__Testo selezionato__:
======

LUMEN CHRISTI B23

L’Enciclica Redemptoris Mater (V)

La fede non ha soltanto una dimensione soggettiva, cioè non è soltanto una realtà che riguarda la crescita spirituale della persona, ma possiede una dimensione oggettiva, cioè ci permette di partecipare al mistero di Cristo; la Madonna ha vissuto pienamente tale partecipazione

1 – La partecipazione al mistero della Redenzione

Gv 19,25-30: con il testo di Luca, questo passo è fondamentale per intendere il ruolo di Maria nella Redenzione e nella vita della Chiesa.

La partecipazione di Maria presenta in primo luogo una dimensione affettiva: la Madre, cioè, partecipa alla sofferenza redentrice del Figlio, e lo fa in modo unico.

Come il mistero della caduta riguarda l’umanità quale uomo-donna, così quello della Redenzione associa Maria a Gesù.

RM n.19: “Sì, veramente… per mezzo di Maria”.

In tal senso Maria rappresenta tutta l’umanità in quanto si unisce a Cristo per mezzo della fede viva.

======

__Record del dataset__:
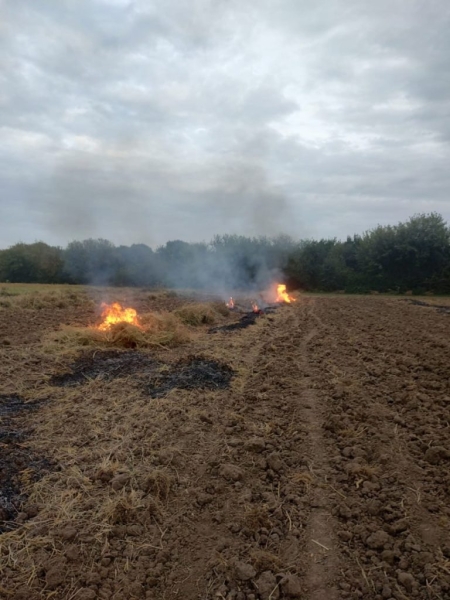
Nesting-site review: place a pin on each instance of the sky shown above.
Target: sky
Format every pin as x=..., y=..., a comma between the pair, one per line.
x=143, y=121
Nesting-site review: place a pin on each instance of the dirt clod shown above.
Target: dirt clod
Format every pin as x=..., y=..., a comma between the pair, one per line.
x=291, y=586
x=378, y=540
x=267, y=586
x=244, y=571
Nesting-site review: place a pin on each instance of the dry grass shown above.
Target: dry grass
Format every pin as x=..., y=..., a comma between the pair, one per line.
x=158, y=330
x=38, y=300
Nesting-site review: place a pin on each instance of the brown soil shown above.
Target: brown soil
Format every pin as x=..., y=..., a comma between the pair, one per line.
x=317, y=469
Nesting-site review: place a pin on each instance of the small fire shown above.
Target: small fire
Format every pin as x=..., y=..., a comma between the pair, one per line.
x=230, y=303
x=114, y=313
x=282, y=295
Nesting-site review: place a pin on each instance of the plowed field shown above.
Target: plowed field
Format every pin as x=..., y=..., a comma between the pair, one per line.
x=310, y=460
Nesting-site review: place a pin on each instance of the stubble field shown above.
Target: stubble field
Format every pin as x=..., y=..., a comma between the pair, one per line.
x=305, y=456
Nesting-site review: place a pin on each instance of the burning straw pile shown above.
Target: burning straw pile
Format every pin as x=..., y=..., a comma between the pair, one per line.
x=122, y=328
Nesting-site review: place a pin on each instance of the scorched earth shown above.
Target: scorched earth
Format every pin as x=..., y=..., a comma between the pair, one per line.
x=305, y=456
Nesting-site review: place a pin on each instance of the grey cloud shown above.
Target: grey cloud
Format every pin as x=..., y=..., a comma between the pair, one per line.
x=143, y=121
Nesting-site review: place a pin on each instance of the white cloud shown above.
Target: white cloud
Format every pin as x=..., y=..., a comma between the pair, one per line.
x=154, y=120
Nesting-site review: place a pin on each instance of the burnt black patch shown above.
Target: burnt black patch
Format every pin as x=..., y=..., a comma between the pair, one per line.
x=18, y=464
x=190, y=374
x=245, y=321
x=442, y=308
x=105, y=365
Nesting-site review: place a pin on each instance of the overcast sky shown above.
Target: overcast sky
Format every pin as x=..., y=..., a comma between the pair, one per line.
x=151, y=120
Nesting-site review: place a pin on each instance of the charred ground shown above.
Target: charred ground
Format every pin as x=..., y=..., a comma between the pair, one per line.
x=314, y=466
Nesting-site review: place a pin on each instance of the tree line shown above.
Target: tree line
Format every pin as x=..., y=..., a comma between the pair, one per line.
x=412, y=255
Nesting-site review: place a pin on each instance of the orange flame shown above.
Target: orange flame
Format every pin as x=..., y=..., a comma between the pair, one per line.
x=114, y=313
x=282, y=295
x=230, y=303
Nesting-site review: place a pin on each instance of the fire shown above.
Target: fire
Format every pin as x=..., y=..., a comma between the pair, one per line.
x=114, y=313
x=230, y=303
x=282, y=295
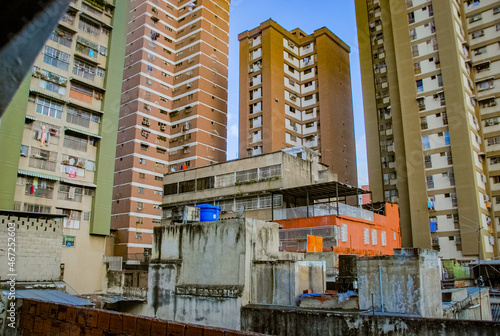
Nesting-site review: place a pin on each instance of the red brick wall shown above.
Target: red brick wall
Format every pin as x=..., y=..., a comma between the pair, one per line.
x=42, y=318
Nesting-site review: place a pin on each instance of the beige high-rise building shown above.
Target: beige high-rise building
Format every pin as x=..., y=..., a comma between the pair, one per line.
x=432, y=122
x=295, y=90
x=173, y=112
x=59, y=134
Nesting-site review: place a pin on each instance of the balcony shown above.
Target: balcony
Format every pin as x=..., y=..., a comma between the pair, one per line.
x=42, y=164
x=323, y=210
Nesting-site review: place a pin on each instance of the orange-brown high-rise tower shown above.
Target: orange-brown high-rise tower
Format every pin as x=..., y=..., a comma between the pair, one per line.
x=295, y=90
x=173, y=108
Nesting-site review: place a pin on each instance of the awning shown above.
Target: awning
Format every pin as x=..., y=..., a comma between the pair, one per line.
x=112, y=298
x=85, y=83
x=486, y=98
x=34, y=174
x=48, y=95
x=321, y=190
x=82, y=132
x=50, y=295
x=79, y=183
x=84, y=108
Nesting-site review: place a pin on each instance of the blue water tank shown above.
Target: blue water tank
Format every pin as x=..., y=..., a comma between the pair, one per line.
x=208, y=212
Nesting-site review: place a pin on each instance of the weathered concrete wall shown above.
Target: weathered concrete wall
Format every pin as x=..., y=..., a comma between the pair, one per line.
x=286, y=321
x=410, y=283
x=204, y=273
x=37, y=246
x=42, y=318
x=471, y=307
x=310, y=275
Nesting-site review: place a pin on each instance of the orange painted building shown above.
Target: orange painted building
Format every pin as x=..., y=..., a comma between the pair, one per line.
x=354, y=235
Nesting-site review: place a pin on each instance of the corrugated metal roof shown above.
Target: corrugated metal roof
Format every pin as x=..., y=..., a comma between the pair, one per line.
x=495, y=312
x=50, y=295
x=82, y=132
x=322, y=190
x=35, y=174
x=79, y=183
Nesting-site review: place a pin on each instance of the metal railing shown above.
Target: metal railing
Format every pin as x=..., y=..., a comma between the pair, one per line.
x=323, y=210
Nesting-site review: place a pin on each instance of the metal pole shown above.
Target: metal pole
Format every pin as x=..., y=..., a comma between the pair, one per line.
x=373, y=306
x=272, y=207
x=381, y=290
x=307, y=195
x=337, y=197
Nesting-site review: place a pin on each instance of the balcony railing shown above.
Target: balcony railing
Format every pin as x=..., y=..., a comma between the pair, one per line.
x=42, y=164
x=323, y=210
x=64, y=195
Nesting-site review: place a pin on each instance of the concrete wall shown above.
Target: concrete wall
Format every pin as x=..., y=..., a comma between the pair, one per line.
x=204, y=273
x=37, y=249
x=285, y=321
x=42, y=318
x=411, y=283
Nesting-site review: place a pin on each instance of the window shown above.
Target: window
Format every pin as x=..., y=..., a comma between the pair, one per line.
x=494, y=160
x=486, y=85
x=425, y=142
x=343, y=232
x=187, y=186
x=75, y=142
x=420, y=86
x=24, y=150
x=69, y=241
x=62, y=37
x=78, y=117
x=86, y=216
x=447, y=138
x=170, y=189
x=411, y=17
x=56, y=58
x=374, y=237
x=89, y=27
x=90, y=165
x=480, y=51
x=205, y=183
x=430, y=182
x=49, y=107
x=475, y=18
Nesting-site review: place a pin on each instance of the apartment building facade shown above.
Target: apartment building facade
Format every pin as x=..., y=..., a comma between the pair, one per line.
x=295, y=90
x=59, y=136
x=173, y=109
x=429, y=70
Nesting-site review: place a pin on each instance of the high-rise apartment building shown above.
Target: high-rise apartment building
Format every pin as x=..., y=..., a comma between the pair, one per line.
x=295, y=90
x=432, y=122
x=173, y=108
x=59, y=137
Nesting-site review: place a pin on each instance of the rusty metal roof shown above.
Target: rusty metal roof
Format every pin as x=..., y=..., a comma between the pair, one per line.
x=322, y=190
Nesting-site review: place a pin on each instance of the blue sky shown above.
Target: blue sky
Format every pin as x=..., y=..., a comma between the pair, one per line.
x=338, y=16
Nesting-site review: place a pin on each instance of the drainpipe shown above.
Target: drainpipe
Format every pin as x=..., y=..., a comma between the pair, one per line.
x=274, y=282
x=381, y=290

======

__Istruzioni dei compiti__:
A – Rispondi a queste domande sul testo sull'enciclica Redemptoris Mater:
(i) Quale passo del Vangelo di Giovanni viene indicato come fondamentale per intendere il ruolo di Maria nella Redenzione e nella vita della Chiesa?
(ii) Quale dimensione presenta in primo luogo la partecipazione di Maria?
(iii) Per mezzo di che cosa Maria si unisce a Cristo?
B – Trascrivi senza alcuna modifica la parte del testo sull'enciclica Redemptoris Mater che va da "1 – La partecipazione" a "in modo unico.".
C – Prosegui il testo sull'enciclica Redemptoris Mater a partire dall'ultima frase riportata.
I record costituiscono materiale a sé, distinto dal testo.

__Risultati finali__:
A –
(i) Gv 19,25-30.
(ii) Una dimensione affettiva.
(iii) Per mezzo della fede viva.

B –
1 – La partecipazione al mistero della Redenzione

Gv 19,25-30: con il testo di Luca, questo passo è fondamentale per intendere il ruolo di Maria nella Redenzione e nella vita della Chiesa.

La partecipazione di Maria presenta in primo luogo una dimensione affettiva: la Madre, cioè, partecipa alla sofferenza redentrice del Figlio, e lo fa in modo unico.

C –
2 – Dalla maternità fisica a quella spirituale

È vero che la maternità fisica di Maria costituisce un privilegio del tutto singolare, ma il Vangelo insiste sul fatto che tale maternità si accompagna necessariamente alla cooperazione nella fede al mistero della Redenzione; in tal modo la maternità di Maria diventa spirituale.

Questo è il senso dei due brani del Vangelo che proclamano beati quelli che ascoltano la Parola di Dio e la mettono in pratica. Cooperando essa stessa al mistero del Figlio, mediante la fede, la Madonna va considerata la prima discepola.

RM n.20: “Se mediante la fede….o a chiunque altro”.

La presenza e l’intervento di Maria alle nozze di Cana ci indicano come la maternità di Maria riguardi pure i bisogni materiali dell’umanità; però, come nota il Santo Padre, la sollecitudine di Maria per i bisogni materiali è simbolica di una sollecitudine molto più ampia e più elevata verso tutti i bisogni dell’umanità.

RM n.21: “A Cana di Galilea… la vista”.

La mediazione di Maria prende quindi la forma dell’intercessione. Similmente la nostra mediazione tra Cristo e gli uomini deve prendere al tempo stesso la forma dell’intercessione e quella del servizio concreto.

Di tale mediazione testimonia il testo che abbiamo citato all’inizio della nostra meditazione. Attraverso la dichiarazione di Cristo, prendiamo conoscenza del posto eminente di Maria nei confronti della Chiesa e di tutti gli uomini: ella diventa Madre universale nell’ordine della grazia.

RM n.24: “Le parole che Gesù… il Figlio di Dio”.

Infine, come nota 1’enciclica, Maria è presente nel giorno della Pentecoste.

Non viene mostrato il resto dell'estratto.